Output only the entries below, as a two-column CSV with the header instruction,response and one row per entry: the entry's text and its answer, each in a single quoted field with line breaks replaced by spaces. Begin at the line that has "of the distant" and stop after the line that has "x=955, y=297".
"""
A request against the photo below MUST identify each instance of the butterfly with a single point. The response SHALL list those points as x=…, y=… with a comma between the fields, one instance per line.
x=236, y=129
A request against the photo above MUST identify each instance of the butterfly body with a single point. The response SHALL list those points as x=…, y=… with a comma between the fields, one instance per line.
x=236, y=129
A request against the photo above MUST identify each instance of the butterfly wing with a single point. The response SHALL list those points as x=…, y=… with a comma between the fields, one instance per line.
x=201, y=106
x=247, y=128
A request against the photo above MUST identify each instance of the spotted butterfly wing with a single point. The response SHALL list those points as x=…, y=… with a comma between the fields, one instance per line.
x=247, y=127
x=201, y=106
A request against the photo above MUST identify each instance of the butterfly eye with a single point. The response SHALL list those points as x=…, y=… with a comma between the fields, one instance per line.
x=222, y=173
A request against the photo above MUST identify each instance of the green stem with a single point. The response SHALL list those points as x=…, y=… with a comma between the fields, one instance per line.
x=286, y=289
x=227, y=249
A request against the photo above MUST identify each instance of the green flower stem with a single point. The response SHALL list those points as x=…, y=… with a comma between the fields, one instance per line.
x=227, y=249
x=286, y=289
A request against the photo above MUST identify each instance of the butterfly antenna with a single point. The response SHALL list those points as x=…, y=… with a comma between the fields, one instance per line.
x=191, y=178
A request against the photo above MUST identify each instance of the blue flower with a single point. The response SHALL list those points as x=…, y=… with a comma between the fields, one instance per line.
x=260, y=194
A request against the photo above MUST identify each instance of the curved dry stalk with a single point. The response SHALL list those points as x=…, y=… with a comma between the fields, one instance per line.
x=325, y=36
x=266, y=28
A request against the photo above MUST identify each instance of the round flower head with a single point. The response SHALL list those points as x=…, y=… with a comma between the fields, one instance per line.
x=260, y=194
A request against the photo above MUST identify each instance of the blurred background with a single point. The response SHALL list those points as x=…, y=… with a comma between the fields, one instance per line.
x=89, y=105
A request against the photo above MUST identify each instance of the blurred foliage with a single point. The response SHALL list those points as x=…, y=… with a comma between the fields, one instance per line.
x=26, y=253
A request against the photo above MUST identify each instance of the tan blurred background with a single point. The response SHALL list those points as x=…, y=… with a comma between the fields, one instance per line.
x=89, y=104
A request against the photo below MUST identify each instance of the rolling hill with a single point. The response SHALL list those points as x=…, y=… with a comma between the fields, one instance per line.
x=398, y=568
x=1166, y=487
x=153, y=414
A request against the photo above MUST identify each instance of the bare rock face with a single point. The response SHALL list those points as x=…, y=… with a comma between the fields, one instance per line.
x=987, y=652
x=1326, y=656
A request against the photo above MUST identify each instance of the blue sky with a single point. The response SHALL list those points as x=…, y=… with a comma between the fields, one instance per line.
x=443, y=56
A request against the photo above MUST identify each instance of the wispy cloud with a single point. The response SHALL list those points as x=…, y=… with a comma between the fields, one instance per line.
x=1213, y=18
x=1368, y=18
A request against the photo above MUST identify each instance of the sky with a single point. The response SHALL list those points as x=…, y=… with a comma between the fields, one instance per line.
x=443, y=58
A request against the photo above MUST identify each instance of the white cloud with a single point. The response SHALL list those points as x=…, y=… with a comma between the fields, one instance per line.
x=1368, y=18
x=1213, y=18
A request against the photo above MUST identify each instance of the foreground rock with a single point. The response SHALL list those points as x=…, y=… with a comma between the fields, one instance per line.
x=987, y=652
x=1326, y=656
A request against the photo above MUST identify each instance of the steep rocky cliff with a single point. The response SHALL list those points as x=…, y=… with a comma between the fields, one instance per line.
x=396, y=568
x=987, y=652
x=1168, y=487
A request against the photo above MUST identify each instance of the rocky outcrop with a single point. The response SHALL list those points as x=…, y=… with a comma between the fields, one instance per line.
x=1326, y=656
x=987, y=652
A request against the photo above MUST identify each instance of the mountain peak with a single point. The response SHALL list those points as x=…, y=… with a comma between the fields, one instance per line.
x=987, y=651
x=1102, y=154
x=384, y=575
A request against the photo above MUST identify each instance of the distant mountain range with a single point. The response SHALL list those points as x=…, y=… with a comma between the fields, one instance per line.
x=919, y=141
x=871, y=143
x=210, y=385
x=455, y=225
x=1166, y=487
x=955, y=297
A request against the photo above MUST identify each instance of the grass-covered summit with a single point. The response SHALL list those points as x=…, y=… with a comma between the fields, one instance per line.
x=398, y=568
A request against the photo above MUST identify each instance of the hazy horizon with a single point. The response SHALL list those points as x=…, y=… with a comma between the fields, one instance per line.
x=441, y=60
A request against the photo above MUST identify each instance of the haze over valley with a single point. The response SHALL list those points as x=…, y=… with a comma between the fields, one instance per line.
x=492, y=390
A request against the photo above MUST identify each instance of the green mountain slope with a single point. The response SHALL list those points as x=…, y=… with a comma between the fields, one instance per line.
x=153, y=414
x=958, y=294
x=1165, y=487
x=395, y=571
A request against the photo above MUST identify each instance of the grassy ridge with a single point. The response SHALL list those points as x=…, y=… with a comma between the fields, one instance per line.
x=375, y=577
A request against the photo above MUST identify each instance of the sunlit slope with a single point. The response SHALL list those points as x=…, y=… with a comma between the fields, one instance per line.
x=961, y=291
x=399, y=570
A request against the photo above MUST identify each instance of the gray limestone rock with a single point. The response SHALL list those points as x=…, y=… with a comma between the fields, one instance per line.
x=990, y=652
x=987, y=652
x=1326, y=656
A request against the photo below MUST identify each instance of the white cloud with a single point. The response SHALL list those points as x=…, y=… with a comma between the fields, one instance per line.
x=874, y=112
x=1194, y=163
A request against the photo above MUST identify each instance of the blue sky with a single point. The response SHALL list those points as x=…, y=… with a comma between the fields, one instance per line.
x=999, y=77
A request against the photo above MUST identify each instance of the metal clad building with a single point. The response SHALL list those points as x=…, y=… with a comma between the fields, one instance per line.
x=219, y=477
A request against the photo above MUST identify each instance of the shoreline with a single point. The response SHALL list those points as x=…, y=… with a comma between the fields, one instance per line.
"""
Full response:
instruction,response
"A request against the photo above MUST identify each instance of the distant mountain range with a single point. The response SHALL list those points as x=…, y=… with a comma between the fields, one instance per line.","x=919, y=141 x=871, y=143 x=210, y=385 x=455, y=225 x=1166, y=487 x=955, y=297"